[Records]
(begin)
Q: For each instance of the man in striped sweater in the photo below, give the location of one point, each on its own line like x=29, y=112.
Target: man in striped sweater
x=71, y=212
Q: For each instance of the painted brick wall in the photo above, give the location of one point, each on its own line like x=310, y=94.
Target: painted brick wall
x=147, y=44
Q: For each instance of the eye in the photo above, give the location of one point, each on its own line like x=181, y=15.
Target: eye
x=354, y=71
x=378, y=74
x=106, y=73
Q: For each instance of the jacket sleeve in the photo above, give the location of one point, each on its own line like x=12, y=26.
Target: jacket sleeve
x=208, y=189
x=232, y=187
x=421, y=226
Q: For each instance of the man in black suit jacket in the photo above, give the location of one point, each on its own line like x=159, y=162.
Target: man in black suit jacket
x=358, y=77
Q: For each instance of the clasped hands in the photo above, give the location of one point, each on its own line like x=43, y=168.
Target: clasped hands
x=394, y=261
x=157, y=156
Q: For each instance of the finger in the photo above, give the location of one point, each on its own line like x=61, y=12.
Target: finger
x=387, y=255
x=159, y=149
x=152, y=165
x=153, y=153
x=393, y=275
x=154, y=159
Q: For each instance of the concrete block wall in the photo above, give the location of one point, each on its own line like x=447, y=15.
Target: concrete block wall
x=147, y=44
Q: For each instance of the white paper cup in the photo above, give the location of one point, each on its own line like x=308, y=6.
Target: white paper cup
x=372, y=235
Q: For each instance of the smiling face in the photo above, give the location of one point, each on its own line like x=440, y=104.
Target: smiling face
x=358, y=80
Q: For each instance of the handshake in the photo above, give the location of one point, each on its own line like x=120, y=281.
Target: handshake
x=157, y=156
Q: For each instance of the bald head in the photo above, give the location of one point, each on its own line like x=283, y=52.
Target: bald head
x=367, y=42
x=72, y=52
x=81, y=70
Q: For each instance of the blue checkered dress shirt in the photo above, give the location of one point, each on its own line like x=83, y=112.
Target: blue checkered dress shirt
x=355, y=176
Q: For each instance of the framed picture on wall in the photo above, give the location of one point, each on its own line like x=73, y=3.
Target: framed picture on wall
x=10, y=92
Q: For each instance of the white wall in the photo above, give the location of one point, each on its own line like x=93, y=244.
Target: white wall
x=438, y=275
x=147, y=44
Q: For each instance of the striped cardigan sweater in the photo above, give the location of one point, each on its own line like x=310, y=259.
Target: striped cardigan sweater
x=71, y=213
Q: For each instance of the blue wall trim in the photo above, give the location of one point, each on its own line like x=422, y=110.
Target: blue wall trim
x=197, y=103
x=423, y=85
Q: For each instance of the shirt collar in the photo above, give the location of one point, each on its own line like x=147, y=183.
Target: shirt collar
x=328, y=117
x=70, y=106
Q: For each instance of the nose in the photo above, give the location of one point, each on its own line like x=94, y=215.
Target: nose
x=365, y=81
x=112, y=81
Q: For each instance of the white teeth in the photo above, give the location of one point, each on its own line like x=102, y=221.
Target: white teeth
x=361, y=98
(end)
(begin)
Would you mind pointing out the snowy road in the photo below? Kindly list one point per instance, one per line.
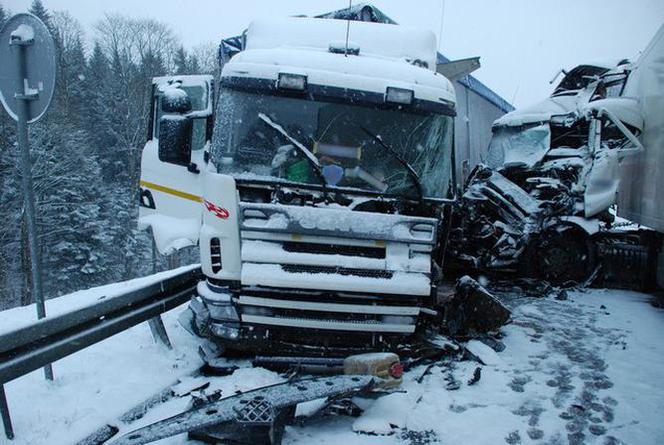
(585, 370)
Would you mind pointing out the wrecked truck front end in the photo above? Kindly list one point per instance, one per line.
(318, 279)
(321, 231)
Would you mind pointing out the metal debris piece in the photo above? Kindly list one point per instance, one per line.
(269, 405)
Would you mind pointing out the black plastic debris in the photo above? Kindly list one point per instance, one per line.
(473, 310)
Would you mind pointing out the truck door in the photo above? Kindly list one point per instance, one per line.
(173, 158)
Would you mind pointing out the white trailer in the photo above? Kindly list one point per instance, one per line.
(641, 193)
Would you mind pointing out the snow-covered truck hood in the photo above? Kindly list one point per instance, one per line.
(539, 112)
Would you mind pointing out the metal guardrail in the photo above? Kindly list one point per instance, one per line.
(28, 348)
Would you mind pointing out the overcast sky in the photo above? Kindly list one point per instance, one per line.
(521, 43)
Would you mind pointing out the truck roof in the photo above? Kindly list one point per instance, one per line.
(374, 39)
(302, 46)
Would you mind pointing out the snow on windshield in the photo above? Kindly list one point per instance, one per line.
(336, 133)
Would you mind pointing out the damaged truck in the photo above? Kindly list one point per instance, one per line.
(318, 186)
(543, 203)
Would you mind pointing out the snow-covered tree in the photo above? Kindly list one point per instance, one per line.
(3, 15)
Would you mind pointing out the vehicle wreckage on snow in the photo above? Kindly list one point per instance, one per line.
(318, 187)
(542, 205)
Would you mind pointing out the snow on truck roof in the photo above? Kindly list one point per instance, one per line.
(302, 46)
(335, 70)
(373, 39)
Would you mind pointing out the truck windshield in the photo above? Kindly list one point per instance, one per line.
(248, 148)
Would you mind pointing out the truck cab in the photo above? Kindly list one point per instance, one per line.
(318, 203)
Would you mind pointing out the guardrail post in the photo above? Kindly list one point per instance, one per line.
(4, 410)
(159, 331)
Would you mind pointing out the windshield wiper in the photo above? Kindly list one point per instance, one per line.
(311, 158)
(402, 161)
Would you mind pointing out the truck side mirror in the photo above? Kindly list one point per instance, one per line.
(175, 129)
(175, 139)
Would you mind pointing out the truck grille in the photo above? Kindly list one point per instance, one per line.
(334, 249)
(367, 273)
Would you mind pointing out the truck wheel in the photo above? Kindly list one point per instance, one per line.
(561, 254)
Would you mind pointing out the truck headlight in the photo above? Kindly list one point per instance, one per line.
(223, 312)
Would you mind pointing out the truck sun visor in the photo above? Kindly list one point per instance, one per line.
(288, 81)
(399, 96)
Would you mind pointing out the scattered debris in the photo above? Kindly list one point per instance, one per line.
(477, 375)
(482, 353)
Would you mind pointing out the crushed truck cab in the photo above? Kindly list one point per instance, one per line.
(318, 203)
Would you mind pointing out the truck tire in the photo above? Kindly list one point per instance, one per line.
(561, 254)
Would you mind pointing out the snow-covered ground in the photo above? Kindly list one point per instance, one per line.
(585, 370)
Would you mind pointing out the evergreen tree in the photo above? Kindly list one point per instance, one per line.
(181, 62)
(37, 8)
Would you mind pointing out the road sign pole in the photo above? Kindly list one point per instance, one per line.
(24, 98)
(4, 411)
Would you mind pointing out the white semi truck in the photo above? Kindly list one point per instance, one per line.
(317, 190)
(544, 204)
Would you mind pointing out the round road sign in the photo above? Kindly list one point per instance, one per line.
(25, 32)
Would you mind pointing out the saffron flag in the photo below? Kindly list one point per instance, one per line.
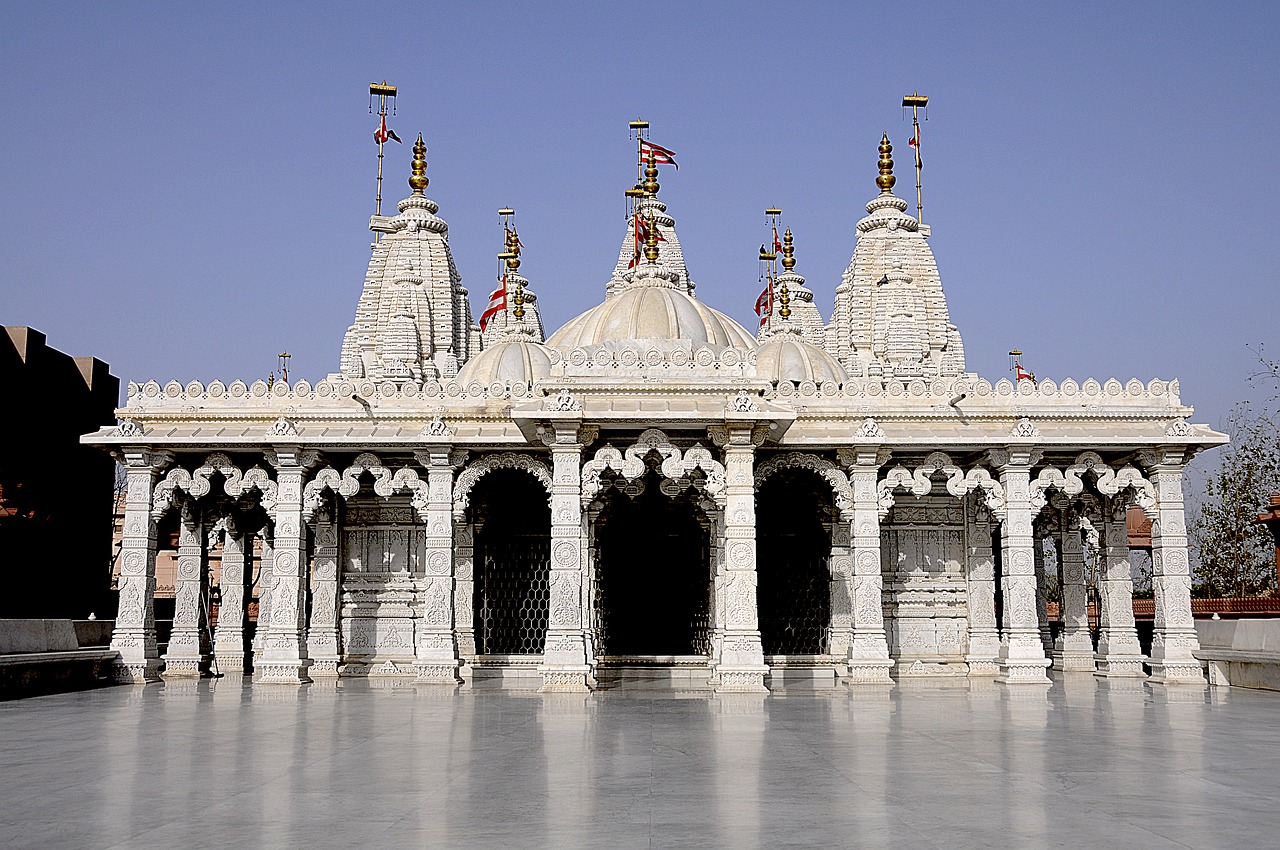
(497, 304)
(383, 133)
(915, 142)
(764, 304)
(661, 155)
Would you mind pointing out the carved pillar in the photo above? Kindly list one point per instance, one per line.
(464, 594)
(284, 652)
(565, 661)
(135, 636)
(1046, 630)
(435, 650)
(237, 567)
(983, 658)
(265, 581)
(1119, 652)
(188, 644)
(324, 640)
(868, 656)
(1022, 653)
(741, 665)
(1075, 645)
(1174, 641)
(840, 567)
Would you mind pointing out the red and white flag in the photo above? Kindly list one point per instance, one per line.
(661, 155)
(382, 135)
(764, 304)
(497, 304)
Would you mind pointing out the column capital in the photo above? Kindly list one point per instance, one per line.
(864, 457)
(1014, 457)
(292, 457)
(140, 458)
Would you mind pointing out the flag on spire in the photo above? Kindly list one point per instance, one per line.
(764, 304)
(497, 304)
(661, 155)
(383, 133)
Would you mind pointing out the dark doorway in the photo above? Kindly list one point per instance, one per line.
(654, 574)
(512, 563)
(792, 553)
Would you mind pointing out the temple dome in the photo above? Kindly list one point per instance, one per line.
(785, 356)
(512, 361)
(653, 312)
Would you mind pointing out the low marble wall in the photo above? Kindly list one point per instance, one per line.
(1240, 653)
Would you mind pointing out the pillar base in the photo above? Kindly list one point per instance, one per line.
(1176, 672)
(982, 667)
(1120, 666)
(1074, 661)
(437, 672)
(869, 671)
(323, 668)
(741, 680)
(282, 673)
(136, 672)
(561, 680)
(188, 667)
(end)
(begin)
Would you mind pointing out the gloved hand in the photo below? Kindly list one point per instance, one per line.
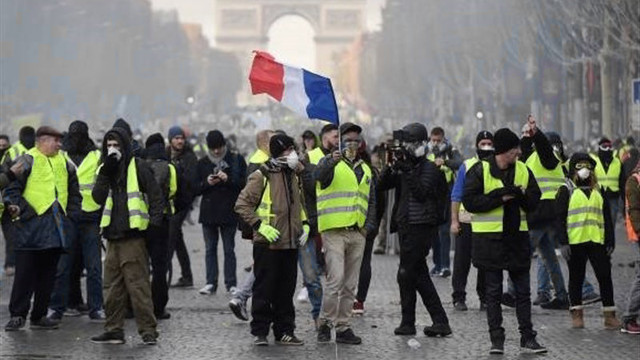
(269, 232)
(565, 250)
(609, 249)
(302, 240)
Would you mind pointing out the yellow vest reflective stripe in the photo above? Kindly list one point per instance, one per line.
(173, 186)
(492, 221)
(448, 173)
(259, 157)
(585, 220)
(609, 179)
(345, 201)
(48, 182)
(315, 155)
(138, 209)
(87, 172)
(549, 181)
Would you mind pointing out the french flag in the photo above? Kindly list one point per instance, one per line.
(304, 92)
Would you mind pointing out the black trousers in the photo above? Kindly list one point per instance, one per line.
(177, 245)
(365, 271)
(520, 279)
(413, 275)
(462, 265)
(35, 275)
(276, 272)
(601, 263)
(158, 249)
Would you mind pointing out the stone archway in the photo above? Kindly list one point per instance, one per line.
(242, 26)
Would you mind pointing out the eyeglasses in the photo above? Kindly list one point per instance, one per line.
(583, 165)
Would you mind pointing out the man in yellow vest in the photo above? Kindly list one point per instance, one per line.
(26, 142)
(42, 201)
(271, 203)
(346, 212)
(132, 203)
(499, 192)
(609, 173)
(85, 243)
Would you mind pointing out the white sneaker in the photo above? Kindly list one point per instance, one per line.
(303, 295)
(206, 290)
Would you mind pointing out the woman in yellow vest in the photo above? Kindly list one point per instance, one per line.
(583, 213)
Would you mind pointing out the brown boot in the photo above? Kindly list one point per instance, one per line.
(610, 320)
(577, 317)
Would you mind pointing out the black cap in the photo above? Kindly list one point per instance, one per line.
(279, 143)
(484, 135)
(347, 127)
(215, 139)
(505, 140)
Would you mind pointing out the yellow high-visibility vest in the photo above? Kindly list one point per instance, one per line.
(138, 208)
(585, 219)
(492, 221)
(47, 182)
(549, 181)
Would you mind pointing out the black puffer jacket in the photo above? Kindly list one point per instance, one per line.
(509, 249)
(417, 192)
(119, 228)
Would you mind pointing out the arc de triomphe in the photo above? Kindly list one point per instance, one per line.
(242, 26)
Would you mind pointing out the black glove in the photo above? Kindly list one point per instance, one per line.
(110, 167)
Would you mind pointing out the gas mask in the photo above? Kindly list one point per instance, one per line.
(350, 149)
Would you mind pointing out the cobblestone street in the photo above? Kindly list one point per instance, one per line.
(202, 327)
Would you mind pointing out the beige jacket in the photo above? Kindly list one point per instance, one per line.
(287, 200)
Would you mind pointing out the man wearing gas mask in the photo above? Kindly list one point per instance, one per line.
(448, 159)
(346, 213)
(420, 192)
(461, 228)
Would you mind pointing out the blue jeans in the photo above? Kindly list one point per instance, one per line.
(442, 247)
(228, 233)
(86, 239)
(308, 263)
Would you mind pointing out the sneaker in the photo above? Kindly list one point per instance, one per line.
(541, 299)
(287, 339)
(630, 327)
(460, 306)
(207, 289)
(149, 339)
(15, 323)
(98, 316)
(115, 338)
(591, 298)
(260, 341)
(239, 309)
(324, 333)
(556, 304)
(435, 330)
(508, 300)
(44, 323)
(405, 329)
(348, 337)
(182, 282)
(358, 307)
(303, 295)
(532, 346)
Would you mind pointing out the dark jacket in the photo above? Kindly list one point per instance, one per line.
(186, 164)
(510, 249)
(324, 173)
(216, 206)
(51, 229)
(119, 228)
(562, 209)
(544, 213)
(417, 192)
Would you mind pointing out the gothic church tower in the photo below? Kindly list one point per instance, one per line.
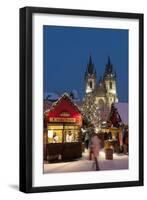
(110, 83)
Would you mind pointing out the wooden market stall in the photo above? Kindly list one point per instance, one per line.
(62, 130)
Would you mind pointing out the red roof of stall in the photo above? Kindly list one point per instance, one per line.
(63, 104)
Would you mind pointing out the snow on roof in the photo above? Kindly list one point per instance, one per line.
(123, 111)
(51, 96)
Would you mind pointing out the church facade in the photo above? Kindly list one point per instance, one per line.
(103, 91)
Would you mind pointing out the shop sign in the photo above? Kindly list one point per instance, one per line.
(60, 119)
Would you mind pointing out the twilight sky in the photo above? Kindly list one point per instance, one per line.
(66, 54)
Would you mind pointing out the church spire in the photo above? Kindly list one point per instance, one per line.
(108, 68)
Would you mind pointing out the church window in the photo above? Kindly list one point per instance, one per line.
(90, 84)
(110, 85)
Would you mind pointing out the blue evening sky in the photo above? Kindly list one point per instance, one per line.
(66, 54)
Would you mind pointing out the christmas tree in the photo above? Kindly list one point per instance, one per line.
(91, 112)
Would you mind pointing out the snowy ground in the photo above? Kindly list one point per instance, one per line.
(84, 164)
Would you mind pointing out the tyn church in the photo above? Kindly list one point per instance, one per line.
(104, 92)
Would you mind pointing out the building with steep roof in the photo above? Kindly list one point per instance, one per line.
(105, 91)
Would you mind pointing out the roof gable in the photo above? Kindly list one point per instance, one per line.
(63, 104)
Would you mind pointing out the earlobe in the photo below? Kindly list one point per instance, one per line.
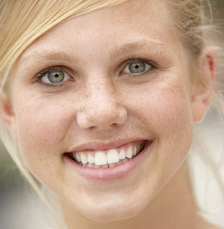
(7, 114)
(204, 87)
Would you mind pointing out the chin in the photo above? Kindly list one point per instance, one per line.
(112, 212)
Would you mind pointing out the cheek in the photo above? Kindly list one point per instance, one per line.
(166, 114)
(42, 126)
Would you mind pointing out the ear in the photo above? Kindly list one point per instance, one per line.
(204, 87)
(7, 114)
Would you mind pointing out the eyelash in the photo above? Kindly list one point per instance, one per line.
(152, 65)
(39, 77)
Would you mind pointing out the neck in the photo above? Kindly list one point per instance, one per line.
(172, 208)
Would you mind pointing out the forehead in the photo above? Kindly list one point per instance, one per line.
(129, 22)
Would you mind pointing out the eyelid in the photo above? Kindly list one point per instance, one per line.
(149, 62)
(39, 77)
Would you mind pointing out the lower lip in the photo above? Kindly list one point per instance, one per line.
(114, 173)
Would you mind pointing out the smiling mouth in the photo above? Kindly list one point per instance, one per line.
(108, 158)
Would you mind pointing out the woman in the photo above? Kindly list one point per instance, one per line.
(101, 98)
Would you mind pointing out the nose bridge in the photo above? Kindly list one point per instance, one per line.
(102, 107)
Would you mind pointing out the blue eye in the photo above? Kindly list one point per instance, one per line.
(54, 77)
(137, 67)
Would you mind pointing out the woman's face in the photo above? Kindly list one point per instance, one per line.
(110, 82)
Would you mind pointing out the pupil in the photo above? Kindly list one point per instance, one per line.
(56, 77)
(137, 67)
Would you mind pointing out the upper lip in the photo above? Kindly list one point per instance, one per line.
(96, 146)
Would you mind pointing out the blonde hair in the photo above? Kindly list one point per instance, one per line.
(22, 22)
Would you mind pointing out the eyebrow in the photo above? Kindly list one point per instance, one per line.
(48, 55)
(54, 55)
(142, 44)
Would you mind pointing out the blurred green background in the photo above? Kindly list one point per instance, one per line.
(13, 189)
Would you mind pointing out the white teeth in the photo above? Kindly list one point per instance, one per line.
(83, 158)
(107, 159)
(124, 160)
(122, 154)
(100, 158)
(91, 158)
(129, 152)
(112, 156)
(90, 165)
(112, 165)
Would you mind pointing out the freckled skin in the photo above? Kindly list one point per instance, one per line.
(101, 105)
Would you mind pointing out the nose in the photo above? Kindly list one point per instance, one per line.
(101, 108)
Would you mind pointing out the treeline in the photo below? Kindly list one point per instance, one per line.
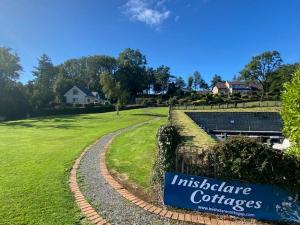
(end)
Work required: Resize the records that begin at the line containing "Q: For each instance of the white teeth" and end after the line containing "x=361, y=98", and write out only those lines, requests included. Multiply every coordinate in the answers by 0.8 and round to whole numbers, with halves rounded up.

The reply:
Q: For each instance of the white teeth in the photo above, give the location of one point, each on its own line like x=102, y=221.
Target: white teeth
x=289, y=78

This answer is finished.